Solve the equation: $$x^2 \cdot y' +2x\cdot y=1$$
Development:
This is a linear ODE, since dividing the equation by $$x$$ (note that $$x$$ cannot be a zero, since the equality would not be satisfied).
Therefore, the ODE can be re-written as: $$$y'=-\dfrac{2}{x}\cdot y+\dfrac{1}{x^2}=a(x)\cdot y+b(x)$$$ and clearly, that is a linear ODE.
Homogeneous ODE:
We look for a solution of the homogeneous ODE: $$y'=-\dfrac{2}{x}\cdot y$$ which is a separable ODE that we can solve: $$$\dfrac{dy}{dx}=-\dfrac{2}{x}\cdot y \Rightarrow \dfrac{dy}{y}=-\dfrac{2}{x}dx \Rightarrow \int \dfrac{dy}{y}=-\int \dfrac{2}{x}dx \Rightarrow $$$ $$$ \Rightarrow \ln|y|=\ln|x^{-2}|+C \Rightarrow y(x)=\dfrac{k}{x^2}, \ k\in\mathbb{R}$$$
Non homogeneous ODE:
We look for a particular solution of the type $$y_p(x)=u(x)\cdot y_1(x)$$ where $$y_1(x)=\dfrac{1}{x^2}$$. We know that the function $$u(x)$$ is a solution of $$$u'=\dfrac{b(x)}{y_1}=\dfrac{\dfrac{1}{x^2}}{\dfrac{1}{x^2}}=1$$$ therefore $$u(x)=x$$.
And so, a particular solution is: $$$y_p(x)=u(x)\cdot y_1(x)=x\cdot\dfrac{1}{x^2}=\dfrac{1}{x}$$$ Finally, the solution will be the sum: $$$y(x)=y_h(x)+y_p(x)=\dfrac{k}{x^2}+\dfrac{1}{x}, \ k\in\mathbb{R}$$$
Solution:
$$y(x)=\dfrac{k}{x^2}+\dfrac{1}{x}, \ k\in\mathbb{R}$$

WORK TO COMPLETE :: Could you give everything from "Solve the equation: $$x^2" down to "not be satisfied)." in the ODE solution above again, switching "ODE" to "differential equation"?

SUPPLIED DATA ::
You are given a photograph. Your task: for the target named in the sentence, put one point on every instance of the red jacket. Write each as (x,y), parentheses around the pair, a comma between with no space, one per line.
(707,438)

RESULT OF THIS TASK ::
Solve the equation: $$x^2 \cdot y' +2x\cdot y=1$$
Development:
This is a linear differential equation, since dividing the equation by $$x$$ (note that $$x$$ cannot be a zero, since the equality would not be satisfied).